** TEXT PROVIDED follows **
Caught many a Speck off the Pahokee Pier..Them were some Poor surrounds back then , Dirt Farmers and **** Field Hands.
I'm about as far removed from what you'd expect as a hunter...female from an immigrant family, first generation american, nobody whatsoever related to me hunts and actually they see it as rather pointless. Add to that being a millenial and I'm probably not who Cabela's expects to walk in through the door --that said, I do love the store
I feel like people in my generation are remarkably entitled and spoiled yet we lack such basic skills that it leaves me bewildered. It isn't just that we tend to be made up of people who can't orient a map or so much as find their own street without GPS, but we struggle with real conversation, we hide behind the internet and memes.
** End of TEXT PROVIDED **
WHAT TO WORK ON
1. Reproduce the part of the hunting comments starting with "I'm about as" and going on through "internet and memes.".
2. Carry the hunting comments forward from their last sentence with the next part.
** LISTED RECORDS follows **
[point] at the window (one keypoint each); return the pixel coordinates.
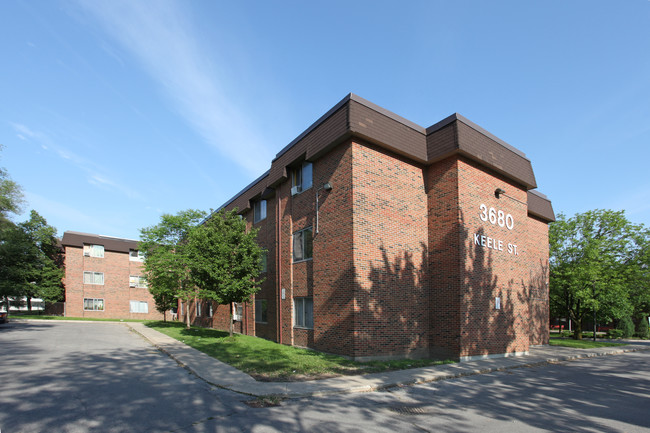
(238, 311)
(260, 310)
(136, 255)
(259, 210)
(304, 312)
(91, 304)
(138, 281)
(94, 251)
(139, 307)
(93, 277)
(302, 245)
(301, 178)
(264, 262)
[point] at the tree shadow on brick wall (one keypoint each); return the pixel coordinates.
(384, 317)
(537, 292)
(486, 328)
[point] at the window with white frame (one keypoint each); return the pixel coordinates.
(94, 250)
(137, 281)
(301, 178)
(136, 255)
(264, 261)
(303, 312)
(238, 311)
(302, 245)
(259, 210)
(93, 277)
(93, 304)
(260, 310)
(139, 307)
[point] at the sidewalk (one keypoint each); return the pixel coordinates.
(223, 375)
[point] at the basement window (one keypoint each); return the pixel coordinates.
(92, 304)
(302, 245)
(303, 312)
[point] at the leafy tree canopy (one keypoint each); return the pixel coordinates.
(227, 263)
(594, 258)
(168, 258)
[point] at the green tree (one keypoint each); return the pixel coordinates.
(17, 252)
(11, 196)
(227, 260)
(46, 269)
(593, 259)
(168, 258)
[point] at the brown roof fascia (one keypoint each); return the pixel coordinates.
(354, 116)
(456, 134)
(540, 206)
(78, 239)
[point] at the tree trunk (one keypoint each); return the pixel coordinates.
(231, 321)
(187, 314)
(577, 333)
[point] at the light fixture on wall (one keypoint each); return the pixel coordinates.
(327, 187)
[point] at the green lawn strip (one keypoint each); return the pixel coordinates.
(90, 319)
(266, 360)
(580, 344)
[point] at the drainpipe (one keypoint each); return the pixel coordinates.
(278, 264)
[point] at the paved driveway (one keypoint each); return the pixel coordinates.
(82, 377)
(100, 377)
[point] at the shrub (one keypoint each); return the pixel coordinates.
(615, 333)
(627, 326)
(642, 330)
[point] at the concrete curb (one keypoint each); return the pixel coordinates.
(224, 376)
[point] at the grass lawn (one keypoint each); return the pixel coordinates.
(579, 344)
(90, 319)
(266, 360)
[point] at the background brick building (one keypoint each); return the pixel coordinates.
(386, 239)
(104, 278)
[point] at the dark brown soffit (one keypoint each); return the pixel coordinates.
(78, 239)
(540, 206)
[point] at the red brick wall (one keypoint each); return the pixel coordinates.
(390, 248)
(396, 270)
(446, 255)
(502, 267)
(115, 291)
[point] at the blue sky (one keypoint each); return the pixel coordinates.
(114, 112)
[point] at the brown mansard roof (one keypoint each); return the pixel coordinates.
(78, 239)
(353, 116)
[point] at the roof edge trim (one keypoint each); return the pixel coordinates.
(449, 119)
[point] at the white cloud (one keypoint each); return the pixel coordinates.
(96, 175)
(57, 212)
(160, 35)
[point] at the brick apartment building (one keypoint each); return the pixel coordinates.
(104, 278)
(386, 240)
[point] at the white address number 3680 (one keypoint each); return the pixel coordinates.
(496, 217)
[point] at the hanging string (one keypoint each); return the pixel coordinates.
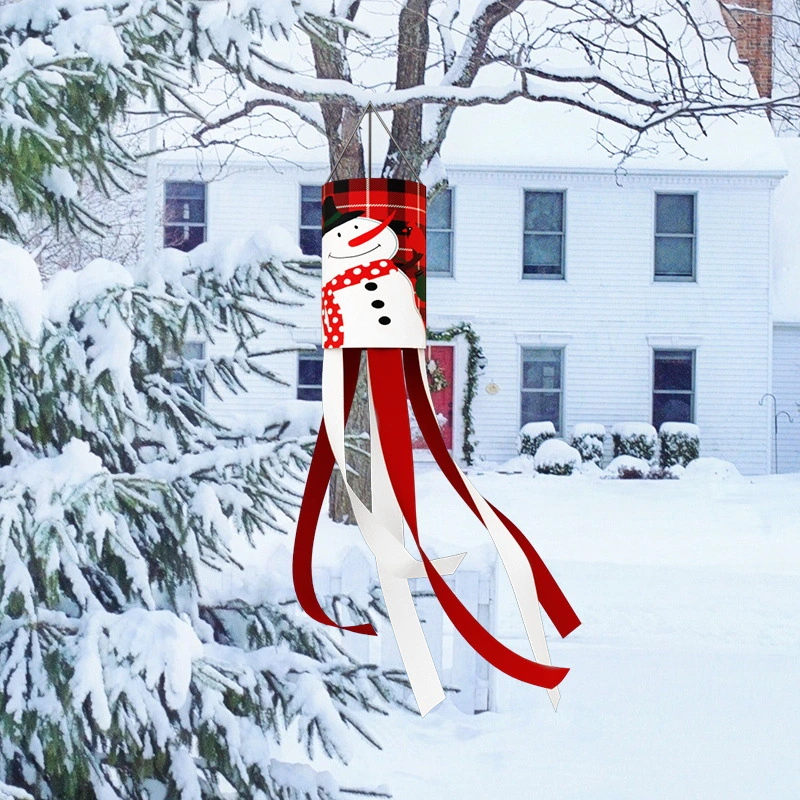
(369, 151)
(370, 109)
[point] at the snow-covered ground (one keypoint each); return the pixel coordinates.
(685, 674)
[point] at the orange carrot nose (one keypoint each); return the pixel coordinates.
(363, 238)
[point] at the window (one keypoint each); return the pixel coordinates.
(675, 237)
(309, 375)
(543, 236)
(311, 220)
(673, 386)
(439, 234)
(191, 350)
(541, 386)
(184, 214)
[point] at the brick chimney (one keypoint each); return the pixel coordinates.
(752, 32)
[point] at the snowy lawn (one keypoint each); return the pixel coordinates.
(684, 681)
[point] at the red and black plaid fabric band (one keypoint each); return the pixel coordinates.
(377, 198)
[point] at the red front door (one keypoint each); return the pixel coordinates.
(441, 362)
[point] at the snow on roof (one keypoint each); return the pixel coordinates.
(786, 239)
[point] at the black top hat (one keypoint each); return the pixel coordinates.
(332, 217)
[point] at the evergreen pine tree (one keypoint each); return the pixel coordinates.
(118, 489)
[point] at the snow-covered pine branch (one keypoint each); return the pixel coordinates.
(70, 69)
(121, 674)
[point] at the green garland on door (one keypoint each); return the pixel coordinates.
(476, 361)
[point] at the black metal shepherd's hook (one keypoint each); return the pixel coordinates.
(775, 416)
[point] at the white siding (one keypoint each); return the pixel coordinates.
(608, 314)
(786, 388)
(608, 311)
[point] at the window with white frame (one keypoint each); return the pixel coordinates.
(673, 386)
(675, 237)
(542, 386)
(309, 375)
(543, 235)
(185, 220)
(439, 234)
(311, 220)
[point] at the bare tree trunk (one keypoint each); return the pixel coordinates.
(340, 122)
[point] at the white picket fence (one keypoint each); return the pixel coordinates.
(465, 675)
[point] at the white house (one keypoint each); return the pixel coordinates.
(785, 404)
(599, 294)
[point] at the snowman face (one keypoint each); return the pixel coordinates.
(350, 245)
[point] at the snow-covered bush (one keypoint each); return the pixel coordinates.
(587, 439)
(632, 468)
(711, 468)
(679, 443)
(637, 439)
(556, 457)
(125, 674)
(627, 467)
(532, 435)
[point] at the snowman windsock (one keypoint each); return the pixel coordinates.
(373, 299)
** End of LISTED RECORDS **
** LISTED RECORDS follows **
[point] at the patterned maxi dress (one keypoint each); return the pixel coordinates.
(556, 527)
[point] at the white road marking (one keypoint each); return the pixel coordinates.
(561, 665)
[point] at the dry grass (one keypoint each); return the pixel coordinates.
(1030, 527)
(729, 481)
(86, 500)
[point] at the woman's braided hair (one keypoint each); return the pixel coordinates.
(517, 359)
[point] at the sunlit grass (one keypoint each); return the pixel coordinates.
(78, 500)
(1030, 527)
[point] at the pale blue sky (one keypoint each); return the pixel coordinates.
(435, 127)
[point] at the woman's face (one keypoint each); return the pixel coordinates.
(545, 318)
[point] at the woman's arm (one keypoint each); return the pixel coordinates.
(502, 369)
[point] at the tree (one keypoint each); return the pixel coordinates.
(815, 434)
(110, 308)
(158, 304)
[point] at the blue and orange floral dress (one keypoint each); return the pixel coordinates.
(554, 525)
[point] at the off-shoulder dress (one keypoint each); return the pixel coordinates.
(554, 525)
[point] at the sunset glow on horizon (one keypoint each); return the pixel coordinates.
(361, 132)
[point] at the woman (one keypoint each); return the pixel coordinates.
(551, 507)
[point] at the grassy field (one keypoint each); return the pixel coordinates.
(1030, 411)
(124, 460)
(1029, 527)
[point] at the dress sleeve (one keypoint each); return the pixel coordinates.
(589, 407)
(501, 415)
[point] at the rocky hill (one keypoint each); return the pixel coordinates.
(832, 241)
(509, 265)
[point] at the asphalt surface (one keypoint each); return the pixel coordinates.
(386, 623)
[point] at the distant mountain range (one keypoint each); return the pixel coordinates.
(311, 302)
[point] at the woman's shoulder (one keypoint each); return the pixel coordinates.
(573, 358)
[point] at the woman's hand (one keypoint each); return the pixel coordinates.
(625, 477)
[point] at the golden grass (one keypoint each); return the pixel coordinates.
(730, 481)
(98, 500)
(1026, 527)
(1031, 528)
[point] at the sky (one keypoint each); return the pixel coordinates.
** End of LISTED RECORDS **
** LISTED RECORDS follows **
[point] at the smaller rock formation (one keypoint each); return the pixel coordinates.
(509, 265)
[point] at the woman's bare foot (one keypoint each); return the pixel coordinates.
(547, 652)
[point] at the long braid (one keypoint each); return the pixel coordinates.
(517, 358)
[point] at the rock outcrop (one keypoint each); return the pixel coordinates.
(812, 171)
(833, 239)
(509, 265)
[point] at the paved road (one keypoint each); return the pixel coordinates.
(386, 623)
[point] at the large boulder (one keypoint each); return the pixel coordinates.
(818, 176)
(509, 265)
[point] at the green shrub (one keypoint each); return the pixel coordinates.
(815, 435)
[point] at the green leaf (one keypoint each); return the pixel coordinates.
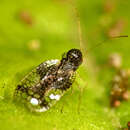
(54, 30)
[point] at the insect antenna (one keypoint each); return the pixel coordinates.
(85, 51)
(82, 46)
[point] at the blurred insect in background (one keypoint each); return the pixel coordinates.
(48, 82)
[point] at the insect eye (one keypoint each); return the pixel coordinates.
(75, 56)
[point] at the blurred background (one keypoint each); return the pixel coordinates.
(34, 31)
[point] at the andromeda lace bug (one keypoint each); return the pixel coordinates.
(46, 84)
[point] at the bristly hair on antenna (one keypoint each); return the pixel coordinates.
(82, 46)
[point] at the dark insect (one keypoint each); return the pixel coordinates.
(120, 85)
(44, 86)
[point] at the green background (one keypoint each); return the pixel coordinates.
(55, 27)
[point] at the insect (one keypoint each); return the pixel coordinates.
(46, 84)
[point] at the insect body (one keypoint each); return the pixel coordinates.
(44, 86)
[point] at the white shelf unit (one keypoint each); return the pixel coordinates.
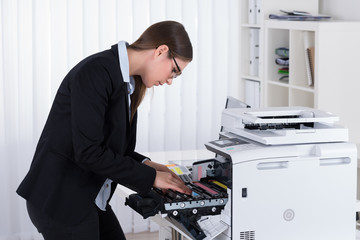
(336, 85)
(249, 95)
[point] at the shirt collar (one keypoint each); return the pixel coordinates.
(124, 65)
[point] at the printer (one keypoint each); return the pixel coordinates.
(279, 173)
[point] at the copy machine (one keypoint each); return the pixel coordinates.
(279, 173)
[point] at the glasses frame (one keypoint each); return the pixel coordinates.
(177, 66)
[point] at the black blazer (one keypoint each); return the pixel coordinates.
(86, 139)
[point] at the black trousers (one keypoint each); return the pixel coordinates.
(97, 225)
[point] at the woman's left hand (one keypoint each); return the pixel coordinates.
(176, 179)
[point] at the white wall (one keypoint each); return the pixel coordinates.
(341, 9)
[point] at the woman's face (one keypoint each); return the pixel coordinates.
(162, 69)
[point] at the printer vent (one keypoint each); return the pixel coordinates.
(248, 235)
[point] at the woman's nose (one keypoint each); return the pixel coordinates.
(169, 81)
** End of LISTED RECORDS **
EXPECTED RESULTS
1.
I'm about as far removed from what you'd expect as a hunter...female from an immigrant family, first generation american, nobody whatsoever related to me hunts and actually they see it as rather pointless. Add to that being a millenial and I'm probably not who Cabela's expects to walk in through the door --that said, I do love the store
I feel like people in my generation are remarkably entitled and spoiled yet we lack such basic skills that it leaves me bewildered. It isn't just that we tend to be made up of people who can't orient a map or so much as find their own street without GPS, but we struggle with real conversation, we hide behind the internet and memes.

2.
Which has all been a great inspiration for me to get my hands in the earth so to speak and find those roots which I think many of us have...to be out there and do what we humans evolved to do. It isn't readily available to us now except for a few indigeious people still living in the old ways. So I have to go find it and that means gardening, growing food, shooting, camping, hiking, fitness, and new for me....hunting. 10000 years of civilization can't breed out the true nature of our species which is to be survivors and problem solvers which means knowing the land and how to live off it. I may not be able to live off the land but I want to know that I can use tools to hunt game. In fact, I think I most look forward to stalking animals and working hard to get that first rabbit or what have you, and then have it for dinner. There's something that I imagine will be very satisfying and primal about that.
Just my thoughts!
He loves getting out there and scouting, prepping, mostly I think he loves time with the old man. Last year he learned a valuable lesson. he was sitting in a stand, he looked down (at his phone) for a moment, looked up just in time to see a fat 6-8 pt walk off.
TRT I fished many a cold night on that pier. Yes Belle Glade Pahokee and Canal Point is not Beverly Hills but to a young boy that loved to hunt n fish it was heaven.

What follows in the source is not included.